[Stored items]
+===+
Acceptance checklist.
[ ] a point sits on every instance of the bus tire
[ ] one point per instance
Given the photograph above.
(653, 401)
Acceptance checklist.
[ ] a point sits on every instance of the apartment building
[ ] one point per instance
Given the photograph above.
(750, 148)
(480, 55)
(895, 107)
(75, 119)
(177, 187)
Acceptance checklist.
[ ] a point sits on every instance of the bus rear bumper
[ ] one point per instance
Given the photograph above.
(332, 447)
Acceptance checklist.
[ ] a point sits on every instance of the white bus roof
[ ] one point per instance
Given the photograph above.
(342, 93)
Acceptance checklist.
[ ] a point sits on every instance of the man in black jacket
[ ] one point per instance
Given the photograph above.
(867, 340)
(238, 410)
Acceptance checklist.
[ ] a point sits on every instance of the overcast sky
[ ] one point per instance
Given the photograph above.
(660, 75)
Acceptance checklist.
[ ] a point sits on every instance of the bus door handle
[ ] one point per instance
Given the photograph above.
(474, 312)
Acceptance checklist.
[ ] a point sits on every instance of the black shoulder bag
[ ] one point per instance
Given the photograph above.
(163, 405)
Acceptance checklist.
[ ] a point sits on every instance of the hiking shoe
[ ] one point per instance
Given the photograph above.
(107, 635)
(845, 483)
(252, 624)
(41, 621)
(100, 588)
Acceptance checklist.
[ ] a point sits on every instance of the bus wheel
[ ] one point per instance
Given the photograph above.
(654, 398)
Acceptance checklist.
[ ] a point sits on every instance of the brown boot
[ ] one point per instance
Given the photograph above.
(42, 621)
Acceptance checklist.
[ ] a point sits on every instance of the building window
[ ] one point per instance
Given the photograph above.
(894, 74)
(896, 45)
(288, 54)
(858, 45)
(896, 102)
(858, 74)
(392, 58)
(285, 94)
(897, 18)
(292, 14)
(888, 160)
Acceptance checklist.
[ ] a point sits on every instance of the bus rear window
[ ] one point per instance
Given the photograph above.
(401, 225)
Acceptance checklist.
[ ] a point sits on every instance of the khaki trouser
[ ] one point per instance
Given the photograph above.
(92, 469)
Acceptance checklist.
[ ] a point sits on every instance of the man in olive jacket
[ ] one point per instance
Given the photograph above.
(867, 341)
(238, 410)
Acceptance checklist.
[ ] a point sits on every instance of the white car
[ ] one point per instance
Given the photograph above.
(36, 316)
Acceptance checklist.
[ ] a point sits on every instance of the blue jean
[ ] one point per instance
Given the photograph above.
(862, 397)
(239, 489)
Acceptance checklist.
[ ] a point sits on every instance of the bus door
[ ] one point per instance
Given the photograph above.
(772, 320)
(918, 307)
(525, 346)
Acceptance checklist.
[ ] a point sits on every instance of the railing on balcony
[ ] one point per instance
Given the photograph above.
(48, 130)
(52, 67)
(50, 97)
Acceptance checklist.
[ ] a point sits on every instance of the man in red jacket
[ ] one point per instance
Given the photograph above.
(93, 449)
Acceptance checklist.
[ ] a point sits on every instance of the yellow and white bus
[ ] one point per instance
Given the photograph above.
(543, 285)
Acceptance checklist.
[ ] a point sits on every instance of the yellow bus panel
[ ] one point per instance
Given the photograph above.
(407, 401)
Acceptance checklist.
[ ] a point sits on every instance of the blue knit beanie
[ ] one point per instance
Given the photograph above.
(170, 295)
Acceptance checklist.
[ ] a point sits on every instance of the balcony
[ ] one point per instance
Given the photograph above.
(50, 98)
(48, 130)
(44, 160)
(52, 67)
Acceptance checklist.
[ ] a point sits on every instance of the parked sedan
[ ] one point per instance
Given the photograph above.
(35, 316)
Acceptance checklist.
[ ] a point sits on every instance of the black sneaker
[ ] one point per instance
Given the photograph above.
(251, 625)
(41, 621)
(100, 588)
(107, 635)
+===+
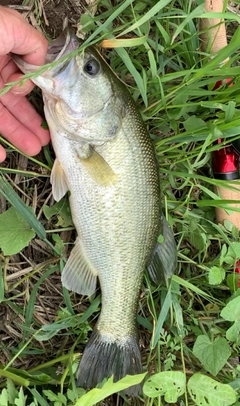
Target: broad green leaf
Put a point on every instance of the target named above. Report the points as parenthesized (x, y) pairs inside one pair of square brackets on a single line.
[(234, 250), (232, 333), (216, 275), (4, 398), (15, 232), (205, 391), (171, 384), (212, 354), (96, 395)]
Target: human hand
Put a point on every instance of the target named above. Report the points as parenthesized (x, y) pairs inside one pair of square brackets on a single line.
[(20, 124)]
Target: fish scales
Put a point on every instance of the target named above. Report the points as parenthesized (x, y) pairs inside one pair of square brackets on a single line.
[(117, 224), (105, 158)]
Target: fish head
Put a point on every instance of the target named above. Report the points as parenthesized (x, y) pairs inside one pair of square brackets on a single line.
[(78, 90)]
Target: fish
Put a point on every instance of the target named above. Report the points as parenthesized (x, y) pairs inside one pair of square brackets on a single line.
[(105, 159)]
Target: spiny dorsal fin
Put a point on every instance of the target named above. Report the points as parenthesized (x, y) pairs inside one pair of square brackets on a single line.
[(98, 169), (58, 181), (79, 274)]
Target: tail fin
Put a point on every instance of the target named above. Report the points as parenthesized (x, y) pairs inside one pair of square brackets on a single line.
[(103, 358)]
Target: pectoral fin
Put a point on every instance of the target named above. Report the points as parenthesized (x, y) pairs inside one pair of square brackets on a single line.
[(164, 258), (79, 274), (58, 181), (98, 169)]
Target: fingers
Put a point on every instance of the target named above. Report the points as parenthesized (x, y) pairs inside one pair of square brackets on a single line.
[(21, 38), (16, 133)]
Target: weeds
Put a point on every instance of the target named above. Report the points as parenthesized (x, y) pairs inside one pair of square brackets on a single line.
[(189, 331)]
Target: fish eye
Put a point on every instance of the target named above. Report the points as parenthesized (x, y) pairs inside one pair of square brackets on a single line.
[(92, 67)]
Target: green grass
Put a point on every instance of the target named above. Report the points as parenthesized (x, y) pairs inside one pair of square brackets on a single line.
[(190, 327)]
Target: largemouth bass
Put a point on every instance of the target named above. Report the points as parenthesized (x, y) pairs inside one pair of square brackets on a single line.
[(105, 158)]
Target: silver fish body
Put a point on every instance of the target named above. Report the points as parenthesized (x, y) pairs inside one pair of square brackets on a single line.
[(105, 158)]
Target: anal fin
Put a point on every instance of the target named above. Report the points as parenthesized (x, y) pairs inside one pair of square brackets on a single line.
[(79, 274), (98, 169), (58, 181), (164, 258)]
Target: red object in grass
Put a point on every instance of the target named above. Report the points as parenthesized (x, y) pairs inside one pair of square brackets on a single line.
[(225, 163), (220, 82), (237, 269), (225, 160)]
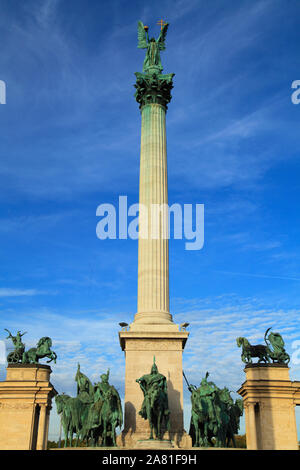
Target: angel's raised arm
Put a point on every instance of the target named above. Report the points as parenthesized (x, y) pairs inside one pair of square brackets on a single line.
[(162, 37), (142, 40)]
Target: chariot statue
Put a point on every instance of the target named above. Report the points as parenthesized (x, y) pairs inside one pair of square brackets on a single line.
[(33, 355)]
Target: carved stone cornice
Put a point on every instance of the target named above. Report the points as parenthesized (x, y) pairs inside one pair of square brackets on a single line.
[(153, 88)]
+===+
→ Set problem
Starting at the line that contains "Target: fish scales" and ending at the line that contains "[(117, 224), (105, 158)]", output those lines as a two-column CSV with the headers text and answer, one row per entry. Put each field in quotation marks and replace line breaks with spaces.

→ Task answer
text,answer
"Target: fish scales Put a point on every instance of the target named above. Report the points as parenthesized (x, y) pairs inside one pair of square brackets on a single line.","[(117, 224), (105, 158)]"